START PROVIDED PASSAGE

Just kidding, I know you don’t have any integrity to speak of.
---
“indulge in homosexuality
dangerous life in the homosexual community
the danger of homosexual deviance
practicing homosexual”


Define danger.
---
“If a kid learns in school that homosexuality is the equivalent of heterosexuality and decides to try it out, there's a strong chance he will come to harm”

“He?” Are lesbians in the clear then?
---
“having a practicing homosexual go up to the school board and tell them that they are wrong to downplay the danger of homosexual deviance, would be a tremendous gesture

it could save the lives of teenagers”


How?
---
Race:
5. any people united by common history, language, cultural traits, etc.: the Dutch race.
9. any group, class, or kind, esp. of persons: Journalists are an interesting race.

Congratulations, Sociopathanon, you’re officially a racist.

END PROVIDED PASSAGE
START PROVIDED MATERIAL

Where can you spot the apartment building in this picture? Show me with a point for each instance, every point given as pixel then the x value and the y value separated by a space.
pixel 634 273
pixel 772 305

END PROVIDED MATERIAL

_TASKS TO COMPLETE_:
1) Write down the part of the rebuttal between "Just kidding, I" and "Define danger.", inclusive.
2) Resume the rebuttal, picking up after its last line.

_RESPONSES TO THE TASKS_:
1)
Just kidding, I know you don’t have any integrity to speak of.
---
“indulge in homosexuality
dangerous life in the homosexual community
the danger of homosexual deviance
practicing homosexual”


Define danger.

2)
Here’s a suggestion for one of your protest signs: “The dictionary is persecuting us!”
---
“no phobia, all factia”

All bigota, no brainia

November 19, 2010 8:10 AM  
Anonymous Anonymous said...

hmmmm...looks like on November 19, improv decided to embarass himself twice in one day by expressing his thoughts on the TTF blog

here, aside from a lot of other inarticulate drooling, he discovers that everyone is a racist, robbing the term of its negative connotation

if you have a bias against industrial polluters or communists or liars, to name a few examples, improv says you're a racist

why do insane asylums allow patients as far gone as him access to computers?

November 21, 2010 6:21 AM  
Anonymous Anonymous said...

really

does anyone notice that imp's preferred defintion for racism is the ninth most common?

that, my friends, is the definition of "fringe"!!

November 21, 2010 7:34 PM  
Blogger Emproph said...

3 questions
0 answers
6 ad-hominems

November 22, 2010 9:48 PM  
Anonymous Anonymous said...

3 lines
0 brain cells
6 geese a-layin'

November 22, 2010 11:15 PM  
Anonymous Anonymous said...

"that, my friends, is the definition of "fringe"!!"

What makes you think, "Anonymous" that anyone in here is your friend? You are delusional!!

November 25, 2010 12:15 AM  
Anonymous Anonymous said...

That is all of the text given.